• **What you have to do**:
Quote the listing below word for word, from start to finish, and leave out the pictures.

• **Stored data**:
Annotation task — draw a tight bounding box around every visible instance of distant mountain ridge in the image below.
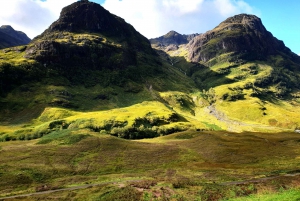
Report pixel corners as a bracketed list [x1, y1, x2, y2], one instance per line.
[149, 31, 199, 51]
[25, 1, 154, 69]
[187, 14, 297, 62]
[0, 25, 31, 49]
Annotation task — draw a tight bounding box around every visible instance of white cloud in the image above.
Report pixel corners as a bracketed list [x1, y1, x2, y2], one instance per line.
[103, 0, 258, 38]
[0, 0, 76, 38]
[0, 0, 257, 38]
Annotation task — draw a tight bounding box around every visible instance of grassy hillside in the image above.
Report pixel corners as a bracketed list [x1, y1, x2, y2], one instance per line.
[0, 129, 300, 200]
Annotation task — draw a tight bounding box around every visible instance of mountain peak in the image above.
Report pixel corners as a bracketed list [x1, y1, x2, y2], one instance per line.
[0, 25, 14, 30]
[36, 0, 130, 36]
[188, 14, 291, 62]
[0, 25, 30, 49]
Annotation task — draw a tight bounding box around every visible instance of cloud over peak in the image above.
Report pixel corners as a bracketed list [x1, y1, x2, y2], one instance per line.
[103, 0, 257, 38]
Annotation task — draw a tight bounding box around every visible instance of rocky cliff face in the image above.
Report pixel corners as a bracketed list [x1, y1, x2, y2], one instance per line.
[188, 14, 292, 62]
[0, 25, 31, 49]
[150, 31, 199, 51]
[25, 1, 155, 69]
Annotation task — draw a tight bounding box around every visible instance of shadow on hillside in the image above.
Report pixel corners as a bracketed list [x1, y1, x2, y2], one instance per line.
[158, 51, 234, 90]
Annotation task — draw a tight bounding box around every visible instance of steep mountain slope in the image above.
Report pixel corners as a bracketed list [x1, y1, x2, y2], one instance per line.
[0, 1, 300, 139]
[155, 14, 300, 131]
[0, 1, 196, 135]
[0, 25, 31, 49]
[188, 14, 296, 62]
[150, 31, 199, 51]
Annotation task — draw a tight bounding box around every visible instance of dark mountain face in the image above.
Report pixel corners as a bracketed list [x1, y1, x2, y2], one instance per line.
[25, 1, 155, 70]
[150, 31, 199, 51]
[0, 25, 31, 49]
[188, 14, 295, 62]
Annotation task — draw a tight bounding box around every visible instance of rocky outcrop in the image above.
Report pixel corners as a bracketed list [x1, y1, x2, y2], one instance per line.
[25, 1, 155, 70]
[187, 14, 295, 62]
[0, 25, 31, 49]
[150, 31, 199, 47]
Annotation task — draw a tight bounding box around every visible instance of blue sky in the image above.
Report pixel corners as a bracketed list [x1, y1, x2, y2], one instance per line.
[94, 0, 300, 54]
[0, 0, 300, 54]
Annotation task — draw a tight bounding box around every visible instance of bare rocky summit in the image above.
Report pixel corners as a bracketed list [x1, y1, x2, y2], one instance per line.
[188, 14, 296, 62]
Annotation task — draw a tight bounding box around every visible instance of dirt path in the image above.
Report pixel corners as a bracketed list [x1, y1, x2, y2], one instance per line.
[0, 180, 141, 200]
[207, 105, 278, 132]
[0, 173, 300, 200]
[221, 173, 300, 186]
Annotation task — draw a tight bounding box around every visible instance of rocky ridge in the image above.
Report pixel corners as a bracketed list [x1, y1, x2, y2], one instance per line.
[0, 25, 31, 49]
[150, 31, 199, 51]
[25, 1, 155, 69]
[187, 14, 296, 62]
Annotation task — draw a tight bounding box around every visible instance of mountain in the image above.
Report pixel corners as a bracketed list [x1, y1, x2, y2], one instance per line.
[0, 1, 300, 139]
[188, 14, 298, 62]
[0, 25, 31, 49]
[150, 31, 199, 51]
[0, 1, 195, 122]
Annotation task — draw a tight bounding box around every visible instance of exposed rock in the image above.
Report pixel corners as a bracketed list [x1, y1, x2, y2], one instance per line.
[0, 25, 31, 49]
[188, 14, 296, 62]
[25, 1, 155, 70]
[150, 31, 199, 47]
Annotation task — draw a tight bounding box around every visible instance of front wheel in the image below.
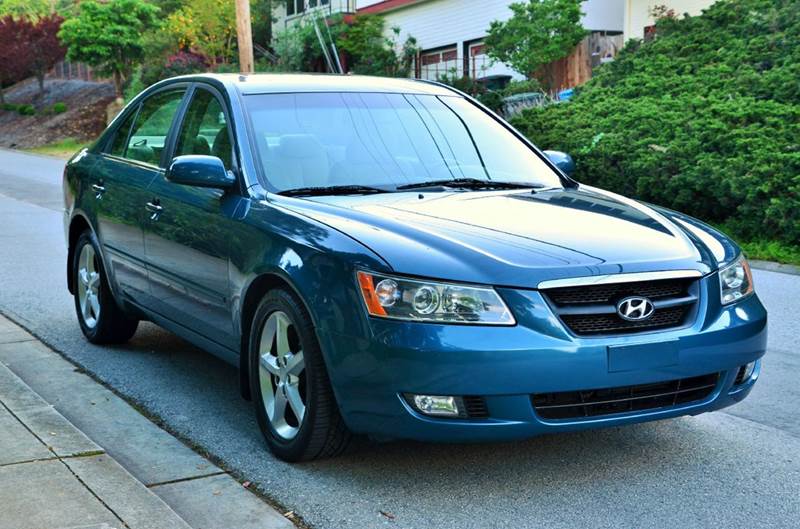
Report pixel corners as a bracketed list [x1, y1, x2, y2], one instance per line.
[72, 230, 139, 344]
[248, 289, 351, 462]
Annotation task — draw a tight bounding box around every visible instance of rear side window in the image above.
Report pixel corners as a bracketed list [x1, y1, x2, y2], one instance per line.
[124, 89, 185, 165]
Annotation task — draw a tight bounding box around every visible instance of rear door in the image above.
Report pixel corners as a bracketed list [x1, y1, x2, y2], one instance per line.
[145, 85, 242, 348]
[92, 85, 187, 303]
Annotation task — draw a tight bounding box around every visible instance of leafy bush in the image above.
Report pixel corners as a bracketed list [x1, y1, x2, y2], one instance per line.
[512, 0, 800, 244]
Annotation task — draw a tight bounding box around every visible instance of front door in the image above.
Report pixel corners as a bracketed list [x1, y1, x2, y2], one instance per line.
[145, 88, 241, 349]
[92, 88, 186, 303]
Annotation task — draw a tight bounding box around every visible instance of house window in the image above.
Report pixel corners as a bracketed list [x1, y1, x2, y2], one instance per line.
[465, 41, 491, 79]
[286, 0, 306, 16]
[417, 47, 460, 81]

• **Full solution**:
Annotation task — draw a tight bounding box around every visible instance of distant mountain ridge in the image below.
Report pixel corners as a bracketed list [x1, y1, x2, y2], one instance per line.
[149, 31, 199, 51]
[25, 1, 154, 69]
[187, 14, 297, 62]
[0, 25, 31, 49]
Annotation task — draw a tight bounding box around every visible instance of white cloud in the image above.
Report pixel corners as a bracketed list [x1, y1, x2, y2], one instance per line.
[103, 0, 258, 38]
[0, 0, 76, 38]
[0, 0, 257, 38]
Annotation task — draw a tight bounding box around every visible instance of grassy hillside in the image above.
Report pixel corners as a bracketed list [x1, y1, x2, y2], one instance per line.
[0, 129, 300, 200]
Annotation task — draw a tight bounding box around every visible instance of mountain peak in the image above.
Report pixel corners as a bracketed list [x1, y1, x2, y2], one instance per line.
[0, 25, 14, 30]
[36, 0, 130, 36]
[188, 14, 291, 62]
[0, 25, 30, 49]
Annotation task — draw a tight bounding box around every visible instance of cloud over peak in the image above.
Report pixel corners as a bracketed list [x1, y1, x2, y2], one instance per line.
[103, 0, 257, 38]
Annotation task — draw a tight bounding box around every visible instance of rocky cliff face in the image above.
Report pixel corners as a bracketed list [x1, y1, x2, y2], one instance per line.
[188, 14, 292, 62]
[0, 25, 31, 49]
[150, 31, 199, 51]
[25, 1, 155, 69]
Annotation task — draw a tight bounding box around every visible instance of shadow on hillside in the image above.
Report pixel corners as a bracketed list [x1, y1, x2, y2], one instance per line.
[158, 51, 234, 90]
Annotation task — draw a tight bounding box around every visible instance of steep mountain slope in the image above.
Report pixel corners as a bracketed list [x1, y1, x2, y2], one instance per line.
[0, 1, 300, 139]
[155, 14, 300, 131]
[0, 1, 196, 135]
[0, 25, 31, 49]
[188, 14, 296, 62]
[150, 31, 199, 51]
Annotation task — draw a tight bounding box around every visible instance of dark mountain face in the image above.
Report pixel corners as a bracketed list [x1, y1, x2, y2], one instance per line.
[25, 1, 155, 70]
[150, 31, 199, 51]
[0, 25, 31, 49]
[188, 14, 295, 62]
Annotation task — draw a tight bounding box around every visible instance of rocky outcrop in the image above.
Report pixel corners as a bracketed list [x1, y1, x2, y2], one instance per line.
[25, 1, 155, 70]
[187, 14, 295, 62]
[0, 25, 31, 49]
[150, 31, 199, 47]
Annotation task — draw a tight bounding box around every visible instance of blue sky in the image above.
Report pixel corners as a bracketed list [x1, y1, x2, y2], one instance per line.
[94, 0, 300, 54]
[0, 0, 300, 54]
Annotation task — draw a tight bounding box around every visible instance of bare rocky summit in the image above.
Report pixel corners as a bracketed list [x1, y1, x2, y2], one instance per line.
[188, 14, 296, 62]
Annotation task — draw a tight bounding box around every visible instance of dirt path in the image above.
Report pixel corners as a bracketed list [x1, y1, x2, y2], one instance per line.
[0, 180, 141, 200]
[207, 105, 278, 132]
[0, 173, 300, 200]
[221, 173, 300, 186]
Annotation task — draw a tight bounding box around every visible instance of rocky ridge in the image above.
Report pixel corners as a bracketed list [x1, y1, x2, y2], one instance per line.
[0, 25, 31, 49]
[150, 31, 199, 51]
[25, 1, 155, 69]
[187, 14, 296, 62]
Annotation task — draw a tight bounding box around every visible instance of mountain in the image above.
Report pixel corners as a bracketed list [x1, y1, x2, y2], one instance per line.
[0, 1, 300, 139]
[188, 14, 298, 62]
[0, 25, 31, 49]
[150, 31, 199, 51]
[0, 1, 195, 122]
Annotation task — draw a tight bounding box around every visible instance of exposed rock in the image above.
Report pixel corners as a bracketed list [x1, y1, x2, y2], one instance per line.
[0, 25, 31, 49]
[188, 14, 296, 62]
[25, 1, 155, 70]
[150, 31, 199, 47]
Annotation task — draw a tight bounding box around every visible instance of front wheel in the image below.
Report pixel corners as a bracketed list [x1, y1, x2, y2], one instance per line.
[72, 230, 139, 344]
[248, 289, 351, 462]
Annotation task — draw a tight bounding box around every visible instance of rear side window in the image above.
Report pixel corners as a bracketed list [x1, y1, x2, y2], one instance per line.
[124, 89, 185, 165]
Annotation task — draw a tight bounding box around every visible instance of rear door in the image above.
Report pixel corners as a bracketed list [x1, y1, x2, y2], one instance per line.
[145, 85, 242, 348]
[92, 85, 187, 303]
Annotation task — draw a tight bounding box around every visible instance of leafy bush in the image above.
Report pixel corners as a bracketed list [x1, y1, x2, y2], one instance per line.
[512, 0, 800, 244]
Annotation task — draw a tight bounding box around every visible instance of front door in the image above.
Report pixel corners as a bracketed list [x1, y1, x2, y2], one instance per line.
[145, 88, 241, 349]
[92, 88, 186, 303]
Annotation task — draw a tight bounding box around every visible instance of house window in the image above.
Report pixel corners as a bracketed list [x1, y1, x2, y2], one instance per line.
[465, 41, 491, 79]
[286, 0, 306, 16]
[417, 47, 460, 81]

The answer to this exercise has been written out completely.